### Your goal
In the introduction on sampling-based motion planning, what makes uniform sampling of the configuration space inefficient in high dimensions?

### Source text

Normalizing Flows for Sampling-Based Motion Planning

Table of Contents

This project was developed as part of the PhD course in Advanced Topics on Robotics.


Introduction

Sampling-based motion planning (SBMP) is a popular approach for solving robotic motion planning problems. In most cases, the objective is to find a trajectory from an initial state to a target state, while complying with kinematic constraints or avoiding collisions. Most SBMP algorithms build a graph, starting from the initial state, and iteratively sample new candidate states that add to the graph until the target state is found. Traditional methods uniformly sample the configuration space for new candidate states. This is inefficient, especially in high dimensions as the volume of the configuration space grows exponentially with the number of degrees of freedom.

Items from a data source:

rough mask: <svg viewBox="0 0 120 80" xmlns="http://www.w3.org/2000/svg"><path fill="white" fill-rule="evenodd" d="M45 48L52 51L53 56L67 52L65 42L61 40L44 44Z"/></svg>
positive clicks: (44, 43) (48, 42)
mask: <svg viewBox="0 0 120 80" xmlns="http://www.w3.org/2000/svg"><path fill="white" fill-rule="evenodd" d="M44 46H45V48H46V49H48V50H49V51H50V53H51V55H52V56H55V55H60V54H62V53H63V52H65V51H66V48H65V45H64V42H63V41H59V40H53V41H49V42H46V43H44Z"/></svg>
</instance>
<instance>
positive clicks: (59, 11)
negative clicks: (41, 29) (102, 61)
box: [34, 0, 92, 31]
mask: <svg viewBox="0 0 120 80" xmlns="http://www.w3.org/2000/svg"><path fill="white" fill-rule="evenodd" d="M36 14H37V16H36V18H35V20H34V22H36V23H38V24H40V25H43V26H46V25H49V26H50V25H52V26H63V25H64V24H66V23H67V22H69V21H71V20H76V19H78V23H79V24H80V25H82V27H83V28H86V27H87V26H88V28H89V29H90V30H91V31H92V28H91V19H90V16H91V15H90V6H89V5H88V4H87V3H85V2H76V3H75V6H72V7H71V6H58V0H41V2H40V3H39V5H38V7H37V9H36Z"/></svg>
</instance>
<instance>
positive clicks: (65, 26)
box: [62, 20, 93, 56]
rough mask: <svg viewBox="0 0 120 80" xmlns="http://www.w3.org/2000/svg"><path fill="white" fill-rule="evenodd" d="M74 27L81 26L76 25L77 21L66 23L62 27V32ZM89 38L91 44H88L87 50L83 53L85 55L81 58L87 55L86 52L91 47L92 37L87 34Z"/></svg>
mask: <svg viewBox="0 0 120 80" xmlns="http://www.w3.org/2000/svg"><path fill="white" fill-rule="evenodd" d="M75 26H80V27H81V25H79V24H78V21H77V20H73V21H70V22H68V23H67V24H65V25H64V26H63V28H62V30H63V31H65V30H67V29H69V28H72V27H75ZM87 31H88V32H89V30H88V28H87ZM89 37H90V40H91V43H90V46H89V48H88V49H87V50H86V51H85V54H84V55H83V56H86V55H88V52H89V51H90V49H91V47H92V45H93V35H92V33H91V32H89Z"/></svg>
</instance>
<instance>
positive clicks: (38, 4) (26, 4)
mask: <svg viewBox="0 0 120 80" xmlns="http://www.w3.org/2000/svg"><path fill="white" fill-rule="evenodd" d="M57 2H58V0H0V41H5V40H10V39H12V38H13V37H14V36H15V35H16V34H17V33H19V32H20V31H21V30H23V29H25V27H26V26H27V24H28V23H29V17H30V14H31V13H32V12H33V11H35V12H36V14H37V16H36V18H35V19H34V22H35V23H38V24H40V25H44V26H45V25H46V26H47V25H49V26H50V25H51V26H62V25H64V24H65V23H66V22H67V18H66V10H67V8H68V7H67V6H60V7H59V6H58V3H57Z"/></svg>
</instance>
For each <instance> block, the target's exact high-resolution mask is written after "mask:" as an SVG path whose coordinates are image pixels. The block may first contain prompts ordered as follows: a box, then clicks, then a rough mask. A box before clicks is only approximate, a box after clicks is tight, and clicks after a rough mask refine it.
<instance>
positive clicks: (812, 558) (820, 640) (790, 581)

### Expected answer
The volume of the configuration space grows exponentially with the number of degrees of freedom.